Show every line of the records that contains the string "church", matching case exactly. Copy each such line as it appears.
----- RECORDS FOR PROCESSING
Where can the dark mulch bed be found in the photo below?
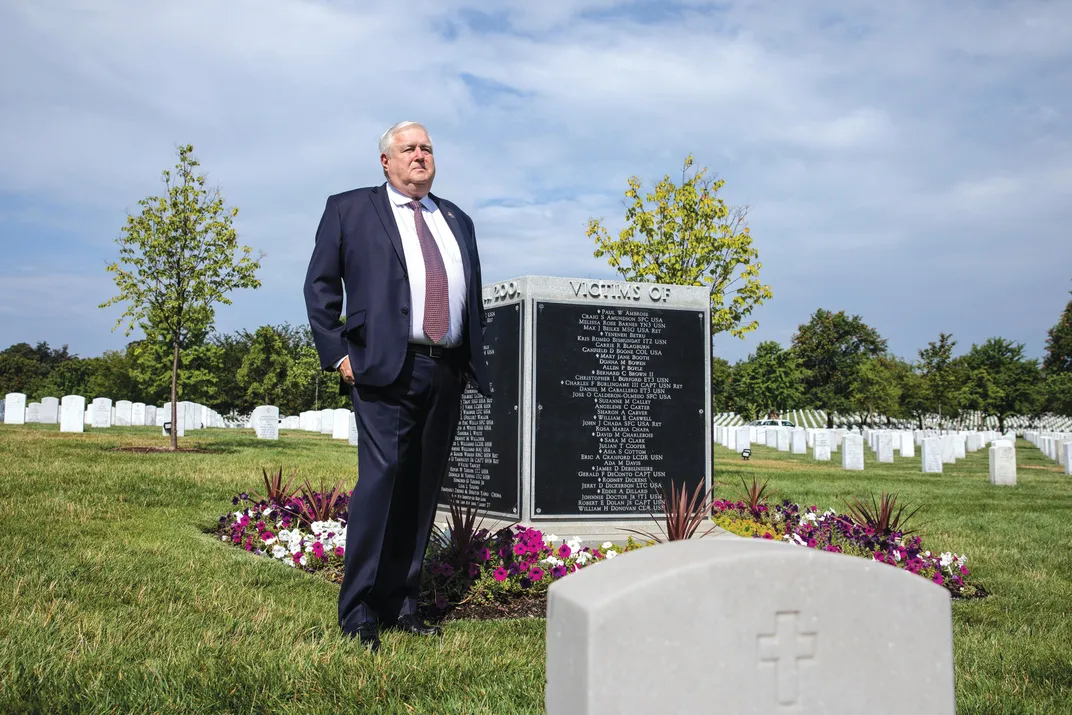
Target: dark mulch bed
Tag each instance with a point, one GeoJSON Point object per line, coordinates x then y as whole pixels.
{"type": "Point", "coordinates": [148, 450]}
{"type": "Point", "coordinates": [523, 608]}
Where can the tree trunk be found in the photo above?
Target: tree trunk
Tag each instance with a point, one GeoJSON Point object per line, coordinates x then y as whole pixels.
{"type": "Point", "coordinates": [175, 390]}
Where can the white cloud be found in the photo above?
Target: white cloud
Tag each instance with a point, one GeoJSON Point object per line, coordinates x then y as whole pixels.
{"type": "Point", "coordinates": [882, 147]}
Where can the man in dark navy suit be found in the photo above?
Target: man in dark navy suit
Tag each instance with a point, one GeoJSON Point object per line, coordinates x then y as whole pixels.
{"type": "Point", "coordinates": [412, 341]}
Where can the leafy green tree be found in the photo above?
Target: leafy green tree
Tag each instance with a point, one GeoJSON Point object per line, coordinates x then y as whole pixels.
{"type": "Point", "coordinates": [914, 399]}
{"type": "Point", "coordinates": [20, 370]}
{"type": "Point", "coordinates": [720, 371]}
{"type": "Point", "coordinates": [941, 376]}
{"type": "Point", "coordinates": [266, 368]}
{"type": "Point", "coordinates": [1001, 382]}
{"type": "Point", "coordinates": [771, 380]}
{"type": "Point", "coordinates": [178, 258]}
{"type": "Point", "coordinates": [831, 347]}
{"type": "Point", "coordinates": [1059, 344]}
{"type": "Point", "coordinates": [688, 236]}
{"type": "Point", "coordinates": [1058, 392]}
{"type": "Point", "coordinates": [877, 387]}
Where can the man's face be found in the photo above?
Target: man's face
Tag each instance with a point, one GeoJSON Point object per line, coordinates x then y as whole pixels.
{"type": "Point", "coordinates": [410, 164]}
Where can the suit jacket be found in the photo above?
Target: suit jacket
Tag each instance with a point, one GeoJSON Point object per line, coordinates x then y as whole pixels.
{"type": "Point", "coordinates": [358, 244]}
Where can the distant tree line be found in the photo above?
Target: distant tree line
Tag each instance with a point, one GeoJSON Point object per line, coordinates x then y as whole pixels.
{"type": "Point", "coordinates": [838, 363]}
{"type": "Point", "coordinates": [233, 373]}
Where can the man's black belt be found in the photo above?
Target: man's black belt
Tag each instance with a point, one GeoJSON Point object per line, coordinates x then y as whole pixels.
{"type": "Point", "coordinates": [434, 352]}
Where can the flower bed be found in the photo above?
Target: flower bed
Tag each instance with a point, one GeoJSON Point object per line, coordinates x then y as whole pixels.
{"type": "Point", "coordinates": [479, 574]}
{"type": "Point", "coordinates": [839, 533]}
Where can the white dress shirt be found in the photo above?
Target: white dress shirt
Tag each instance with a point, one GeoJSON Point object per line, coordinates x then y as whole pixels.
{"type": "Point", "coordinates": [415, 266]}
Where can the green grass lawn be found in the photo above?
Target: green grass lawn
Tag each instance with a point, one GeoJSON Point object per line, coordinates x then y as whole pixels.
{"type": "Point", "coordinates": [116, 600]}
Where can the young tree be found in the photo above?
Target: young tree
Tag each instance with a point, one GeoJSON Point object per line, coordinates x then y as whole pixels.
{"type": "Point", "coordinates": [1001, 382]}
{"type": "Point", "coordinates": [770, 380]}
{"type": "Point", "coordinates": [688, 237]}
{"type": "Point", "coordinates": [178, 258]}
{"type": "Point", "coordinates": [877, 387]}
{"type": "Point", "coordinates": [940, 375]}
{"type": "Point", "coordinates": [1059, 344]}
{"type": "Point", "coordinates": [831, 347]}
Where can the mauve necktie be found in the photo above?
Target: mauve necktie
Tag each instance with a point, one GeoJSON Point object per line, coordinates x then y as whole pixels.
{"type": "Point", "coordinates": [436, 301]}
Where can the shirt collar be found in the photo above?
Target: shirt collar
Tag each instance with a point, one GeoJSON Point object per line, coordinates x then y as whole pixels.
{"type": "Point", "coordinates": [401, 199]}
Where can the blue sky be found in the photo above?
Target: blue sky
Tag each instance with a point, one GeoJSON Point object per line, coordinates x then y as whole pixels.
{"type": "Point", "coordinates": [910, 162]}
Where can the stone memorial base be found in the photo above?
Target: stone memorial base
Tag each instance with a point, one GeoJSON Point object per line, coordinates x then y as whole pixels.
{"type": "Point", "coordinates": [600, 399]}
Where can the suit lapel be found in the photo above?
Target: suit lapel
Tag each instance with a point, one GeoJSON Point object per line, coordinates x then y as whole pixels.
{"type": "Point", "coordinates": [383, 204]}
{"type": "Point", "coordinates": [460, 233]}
----------
----- RECORDS FOR PROCESSING
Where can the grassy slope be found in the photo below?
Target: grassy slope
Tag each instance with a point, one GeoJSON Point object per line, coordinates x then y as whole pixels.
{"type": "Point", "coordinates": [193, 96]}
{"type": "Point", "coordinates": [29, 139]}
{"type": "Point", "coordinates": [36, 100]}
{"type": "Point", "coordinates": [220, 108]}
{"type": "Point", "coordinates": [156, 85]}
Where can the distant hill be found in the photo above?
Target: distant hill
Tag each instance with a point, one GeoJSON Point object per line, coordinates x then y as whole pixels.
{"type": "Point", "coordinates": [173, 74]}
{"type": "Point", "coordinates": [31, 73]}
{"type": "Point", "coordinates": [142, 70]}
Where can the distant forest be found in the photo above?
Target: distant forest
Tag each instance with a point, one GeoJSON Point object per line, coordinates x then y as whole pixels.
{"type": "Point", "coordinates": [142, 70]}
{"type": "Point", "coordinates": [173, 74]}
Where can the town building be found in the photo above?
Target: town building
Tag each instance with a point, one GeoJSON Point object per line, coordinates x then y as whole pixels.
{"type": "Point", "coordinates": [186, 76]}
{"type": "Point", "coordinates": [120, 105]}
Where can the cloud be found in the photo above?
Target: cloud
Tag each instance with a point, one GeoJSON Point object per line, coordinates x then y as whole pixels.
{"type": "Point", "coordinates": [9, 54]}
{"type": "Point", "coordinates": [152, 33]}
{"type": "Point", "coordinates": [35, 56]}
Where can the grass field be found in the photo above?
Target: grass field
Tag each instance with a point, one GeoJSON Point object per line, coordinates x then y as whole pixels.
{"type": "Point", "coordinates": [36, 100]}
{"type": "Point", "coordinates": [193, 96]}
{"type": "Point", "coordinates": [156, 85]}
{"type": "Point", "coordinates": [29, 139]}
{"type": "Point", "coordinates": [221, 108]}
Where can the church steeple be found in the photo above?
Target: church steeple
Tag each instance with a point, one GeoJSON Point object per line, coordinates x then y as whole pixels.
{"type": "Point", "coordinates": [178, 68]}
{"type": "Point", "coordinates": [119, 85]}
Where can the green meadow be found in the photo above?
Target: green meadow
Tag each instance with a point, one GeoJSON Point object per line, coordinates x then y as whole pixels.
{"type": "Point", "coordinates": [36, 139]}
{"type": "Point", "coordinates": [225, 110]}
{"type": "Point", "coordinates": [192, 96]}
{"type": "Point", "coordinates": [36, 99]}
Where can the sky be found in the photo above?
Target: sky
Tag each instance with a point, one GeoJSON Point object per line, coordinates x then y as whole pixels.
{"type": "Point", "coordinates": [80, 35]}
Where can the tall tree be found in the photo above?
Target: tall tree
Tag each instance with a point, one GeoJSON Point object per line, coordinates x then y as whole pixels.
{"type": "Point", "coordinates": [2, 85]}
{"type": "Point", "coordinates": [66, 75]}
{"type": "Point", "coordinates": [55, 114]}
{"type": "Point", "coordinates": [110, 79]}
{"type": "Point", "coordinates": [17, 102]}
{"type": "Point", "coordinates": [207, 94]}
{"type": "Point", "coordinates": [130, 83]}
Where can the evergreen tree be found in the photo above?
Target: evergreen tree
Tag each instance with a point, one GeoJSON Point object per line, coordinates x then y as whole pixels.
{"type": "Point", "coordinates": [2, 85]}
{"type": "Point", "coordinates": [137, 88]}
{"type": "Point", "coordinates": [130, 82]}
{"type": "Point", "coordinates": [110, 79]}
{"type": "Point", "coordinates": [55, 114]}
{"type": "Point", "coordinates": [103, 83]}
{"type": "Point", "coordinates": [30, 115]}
----------
§ EXERCISE RESULT
Where can the church steeple be found in the photo above?
Target: church steeple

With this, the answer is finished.